[Start of Attachment]

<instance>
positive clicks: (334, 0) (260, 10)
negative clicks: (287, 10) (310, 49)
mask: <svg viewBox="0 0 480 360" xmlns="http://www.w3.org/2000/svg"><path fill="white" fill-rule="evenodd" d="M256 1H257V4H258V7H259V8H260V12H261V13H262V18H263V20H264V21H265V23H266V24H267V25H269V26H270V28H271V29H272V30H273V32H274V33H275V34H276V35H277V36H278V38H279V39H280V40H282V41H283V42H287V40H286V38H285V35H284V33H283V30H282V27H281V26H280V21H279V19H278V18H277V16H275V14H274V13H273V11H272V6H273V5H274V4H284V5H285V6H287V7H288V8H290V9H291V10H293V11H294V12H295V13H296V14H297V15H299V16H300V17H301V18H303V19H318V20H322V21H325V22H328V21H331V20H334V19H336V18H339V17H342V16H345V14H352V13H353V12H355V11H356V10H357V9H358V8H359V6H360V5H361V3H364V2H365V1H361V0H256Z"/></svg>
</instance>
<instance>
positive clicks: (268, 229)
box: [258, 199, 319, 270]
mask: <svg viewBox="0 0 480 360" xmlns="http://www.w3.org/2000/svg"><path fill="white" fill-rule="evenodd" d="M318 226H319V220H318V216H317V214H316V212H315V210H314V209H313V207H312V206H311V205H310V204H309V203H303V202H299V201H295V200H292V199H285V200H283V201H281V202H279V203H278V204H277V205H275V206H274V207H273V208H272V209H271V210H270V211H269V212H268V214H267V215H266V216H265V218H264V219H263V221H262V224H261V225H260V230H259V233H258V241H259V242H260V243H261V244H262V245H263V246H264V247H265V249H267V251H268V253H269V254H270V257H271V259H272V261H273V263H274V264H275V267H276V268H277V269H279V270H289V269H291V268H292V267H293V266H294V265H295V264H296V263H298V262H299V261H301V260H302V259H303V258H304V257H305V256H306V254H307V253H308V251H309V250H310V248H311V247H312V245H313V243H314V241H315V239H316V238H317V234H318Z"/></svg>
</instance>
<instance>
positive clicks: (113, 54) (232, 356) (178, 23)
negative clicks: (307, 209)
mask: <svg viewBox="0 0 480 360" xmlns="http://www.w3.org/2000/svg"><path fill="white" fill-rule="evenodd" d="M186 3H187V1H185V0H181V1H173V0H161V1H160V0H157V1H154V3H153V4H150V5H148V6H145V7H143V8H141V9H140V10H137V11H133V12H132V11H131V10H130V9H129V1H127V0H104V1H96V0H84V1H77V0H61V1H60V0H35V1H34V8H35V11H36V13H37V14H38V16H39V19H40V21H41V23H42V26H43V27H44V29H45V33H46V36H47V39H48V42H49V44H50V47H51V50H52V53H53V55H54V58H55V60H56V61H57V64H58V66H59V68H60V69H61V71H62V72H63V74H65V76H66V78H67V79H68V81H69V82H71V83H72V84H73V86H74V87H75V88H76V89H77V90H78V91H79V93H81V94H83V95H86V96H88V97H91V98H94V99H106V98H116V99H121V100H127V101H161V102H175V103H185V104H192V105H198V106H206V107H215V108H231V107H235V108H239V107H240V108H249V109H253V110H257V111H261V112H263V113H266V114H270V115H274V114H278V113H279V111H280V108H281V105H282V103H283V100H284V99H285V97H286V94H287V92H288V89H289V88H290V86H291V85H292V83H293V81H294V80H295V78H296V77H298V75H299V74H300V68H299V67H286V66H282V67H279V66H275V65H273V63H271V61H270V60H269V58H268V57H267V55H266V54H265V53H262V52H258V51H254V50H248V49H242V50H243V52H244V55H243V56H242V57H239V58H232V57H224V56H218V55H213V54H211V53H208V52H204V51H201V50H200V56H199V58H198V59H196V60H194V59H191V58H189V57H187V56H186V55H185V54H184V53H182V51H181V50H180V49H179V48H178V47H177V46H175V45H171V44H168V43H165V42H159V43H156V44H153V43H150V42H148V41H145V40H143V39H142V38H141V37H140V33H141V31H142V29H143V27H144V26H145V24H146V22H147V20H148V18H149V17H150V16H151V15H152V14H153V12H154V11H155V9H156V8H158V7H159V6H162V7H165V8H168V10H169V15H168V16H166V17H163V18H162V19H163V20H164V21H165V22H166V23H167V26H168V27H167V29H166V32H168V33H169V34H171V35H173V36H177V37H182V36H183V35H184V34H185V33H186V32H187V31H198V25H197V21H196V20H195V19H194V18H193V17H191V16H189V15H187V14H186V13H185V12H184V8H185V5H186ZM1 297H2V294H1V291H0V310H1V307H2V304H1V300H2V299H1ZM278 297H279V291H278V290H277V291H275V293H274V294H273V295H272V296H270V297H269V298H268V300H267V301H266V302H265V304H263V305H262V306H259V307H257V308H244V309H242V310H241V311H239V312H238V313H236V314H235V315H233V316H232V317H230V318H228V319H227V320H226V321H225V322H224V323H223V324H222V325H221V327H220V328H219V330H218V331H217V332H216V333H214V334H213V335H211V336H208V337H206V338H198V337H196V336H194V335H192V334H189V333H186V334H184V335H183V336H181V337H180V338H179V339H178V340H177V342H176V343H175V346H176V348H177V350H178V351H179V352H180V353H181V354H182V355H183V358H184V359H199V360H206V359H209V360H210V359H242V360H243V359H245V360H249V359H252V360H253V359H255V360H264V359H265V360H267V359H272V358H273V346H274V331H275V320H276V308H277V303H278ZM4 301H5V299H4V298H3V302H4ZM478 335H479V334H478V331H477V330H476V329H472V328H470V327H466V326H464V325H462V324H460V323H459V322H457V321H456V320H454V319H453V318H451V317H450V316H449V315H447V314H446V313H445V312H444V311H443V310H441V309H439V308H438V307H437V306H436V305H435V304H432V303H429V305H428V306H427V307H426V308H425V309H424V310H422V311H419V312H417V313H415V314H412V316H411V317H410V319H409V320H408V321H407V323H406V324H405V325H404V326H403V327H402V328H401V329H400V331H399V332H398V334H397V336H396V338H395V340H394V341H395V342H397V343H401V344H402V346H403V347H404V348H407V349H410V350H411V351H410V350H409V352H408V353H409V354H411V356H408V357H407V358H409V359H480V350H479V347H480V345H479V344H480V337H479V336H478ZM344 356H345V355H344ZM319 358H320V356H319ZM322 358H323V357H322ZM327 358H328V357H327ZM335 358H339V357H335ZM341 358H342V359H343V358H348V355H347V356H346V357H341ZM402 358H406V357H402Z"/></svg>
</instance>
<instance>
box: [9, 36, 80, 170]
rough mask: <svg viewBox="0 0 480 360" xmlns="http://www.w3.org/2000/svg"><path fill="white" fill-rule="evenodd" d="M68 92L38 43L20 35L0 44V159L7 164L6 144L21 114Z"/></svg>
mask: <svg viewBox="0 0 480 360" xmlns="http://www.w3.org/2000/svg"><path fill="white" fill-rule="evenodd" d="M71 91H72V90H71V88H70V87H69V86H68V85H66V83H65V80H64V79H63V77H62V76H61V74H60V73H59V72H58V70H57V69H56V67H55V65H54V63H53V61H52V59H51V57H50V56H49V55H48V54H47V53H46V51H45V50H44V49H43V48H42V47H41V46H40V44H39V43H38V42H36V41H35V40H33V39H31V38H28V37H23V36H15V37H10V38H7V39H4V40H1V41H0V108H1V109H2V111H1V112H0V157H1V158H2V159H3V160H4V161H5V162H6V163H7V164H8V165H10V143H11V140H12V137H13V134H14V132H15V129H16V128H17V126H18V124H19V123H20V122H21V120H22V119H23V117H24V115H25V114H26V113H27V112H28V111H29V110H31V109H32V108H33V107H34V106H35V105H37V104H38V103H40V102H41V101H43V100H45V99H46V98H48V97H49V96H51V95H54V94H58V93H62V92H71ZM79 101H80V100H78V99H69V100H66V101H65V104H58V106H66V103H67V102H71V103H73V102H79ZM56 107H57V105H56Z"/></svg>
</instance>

[End of Attachment]

**Task directions**
For the records above, state how many lines include the string "clicks", giving the number and nothing else.

**Reply to the task**
5